━━ ROWS

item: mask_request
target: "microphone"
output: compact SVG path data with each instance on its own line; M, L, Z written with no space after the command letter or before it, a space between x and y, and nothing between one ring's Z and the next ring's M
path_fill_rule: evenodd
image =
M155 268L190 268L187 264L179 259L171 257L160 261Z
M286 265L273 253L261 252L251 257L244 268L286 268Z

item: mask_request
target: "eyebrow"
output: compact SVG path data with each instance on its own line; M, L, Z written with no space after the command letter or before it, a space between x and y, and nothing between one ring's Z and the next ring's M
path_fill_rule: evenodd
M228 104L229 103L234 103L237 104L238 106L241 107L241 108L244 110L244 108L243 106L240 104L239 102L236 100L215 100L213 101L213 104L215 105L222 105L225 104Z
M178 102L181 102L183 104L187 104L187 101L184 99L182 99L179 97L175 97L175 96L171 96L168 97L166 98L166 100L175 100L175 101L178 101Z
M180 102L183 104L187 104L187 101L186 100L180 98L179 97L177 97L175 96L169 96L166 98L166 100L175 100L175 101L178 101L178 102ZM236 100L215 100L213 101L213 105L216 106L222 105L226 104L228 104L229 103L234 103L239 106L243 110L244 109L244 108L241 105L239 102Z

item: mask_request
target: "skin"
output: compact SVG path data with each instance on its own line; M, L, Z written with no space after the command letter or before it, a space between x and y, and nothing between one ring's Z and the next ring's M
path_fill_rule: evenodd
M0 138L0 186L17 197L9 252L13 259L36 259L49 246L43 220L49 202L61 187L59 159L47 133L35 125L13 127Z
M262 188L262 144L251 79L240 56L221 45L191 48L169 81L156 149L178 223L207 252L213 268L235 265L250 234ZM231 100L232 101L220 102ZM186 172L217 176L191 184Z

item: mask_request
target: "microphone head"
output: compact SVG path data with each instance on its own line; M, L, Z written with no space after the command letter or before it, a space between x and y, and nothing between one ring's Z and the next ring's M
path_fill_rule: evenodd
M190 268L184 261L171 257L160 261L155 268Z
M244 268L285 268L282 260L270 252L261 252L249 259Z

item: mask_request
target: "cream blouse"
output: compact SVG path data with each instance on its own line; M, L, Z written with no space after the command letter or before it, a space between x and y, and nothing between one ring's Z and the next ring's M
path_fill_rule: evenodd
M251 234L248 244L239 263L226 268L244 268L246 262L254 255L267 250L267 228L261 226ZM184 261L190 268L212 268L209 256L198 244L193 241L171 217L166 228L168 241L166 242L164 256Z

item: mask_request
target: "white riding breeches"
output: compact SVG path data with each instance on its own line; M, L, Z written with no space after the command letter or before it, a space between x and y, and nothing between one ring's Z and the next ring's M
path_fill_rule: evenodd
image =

━━━━

▶ _WHAT THE TASK ASKS_
Print the data above again, line for line, without changing anything.

▶ _TASK SOLUTION_
item: mask_request
target: "microphone"
output: compact SVG path data with each instance on its own line; M, L, Z written with no space after the command letter or before it, a space between x and y, and nothing between one ring's Z and the next ring's M
path_fill_rule: evenodd
image =
M155 268L190 268L187 264L179 259L171 257L160 261Z
M286 265L273 253L261 252L251 257L244 268L286 268Z

item: mask_request
target: "eyebrow"
output: compact SVG path data with each instance on its own line; M, L, Z written with no space after the command letter or before it, a space between x and y, and nothing between one ring's Z and the next ring's M
path_fill_rule: evenodd
M228 104L229 103L234 103L237 104L238 106L241 107L241 108L244 110L244 108L243 106L240 104L239 102L236 100L215 100L213 101L213 104L215 105L222 105L225 104Z
M178 102L181 102L183 104L187 104L187 101L184 99L182 99L179 97L175 97L175 96L171 96L168 97L166 98L166 100L175 100L175 101L178 101Z
M180 102L183 104L187 104L187 101L186 100L180 98L179 97L177 97L175 96L169 96L166 98L166 100L175 100L175 101L178 101L178 102ZM236 100L215 100L213 101L213 105L216 106L222 105L226 104L228 104L229 103L234 103L239 106L243 110L244 109L244 108L241 105L239 102Z

item: mask_request
target: "skin"
output: compact SVG path data with each instance on its own line; M, L, Z written with no space after the command letter or before it, a space between x and y, and nothing between one ring's Z and the next ring's M
path_fill_rule: evenodd
M0 138L0 186L17 197L9 252L13 259L36 259L49 246L43 220L49 202L61 187L59 159L47 133L35 125L13 127Z
M262 188L262 144L251 79L240 56L221 45L191 48L169 81L156 149L178 223L207 252L213 268L235 265L250 234ZM231 100L232 101L220 102ZM186 172L217 176L191 184Z

item: mask_request
target: "microphone head"
output: compact SVG path data with each instance on its own line; M, L, Z written with no space after the command letter or before it, a space between x and y, and nothing between one ring's Z and the next ring's M
path_fill_rule: evenodd
M190 268L184 261L171 257L160 261L155 268Z
M244 268L285 268L282 260L270 252L261 252L249 259Z

item: mask_request
target: "cream blouse"
output: compact SVG path data with each instance on its own line; M, L, Z written with no space after the command letter or before it, a space between x and y, and nothing between one ring's Z and the next ring's M
path_fill_rule: evenodd
M251 234L248 244L239 263L226 268L244 268L246 262L254 255L267 250L267 228L261 226ZM184 261L190 268L212 268L209 256L198 244L193 241L171 217L166 228L168 241L166 242L164 256Z

item: mask_request
target: "white riding breeches"
output: compact SVG path data with each instance on its own line; M, L, Z written with no space after the command letter or before it, a space between x and y, and nothing between one ring's Z and the next ring's M
path_fill_rule: evenodd
image =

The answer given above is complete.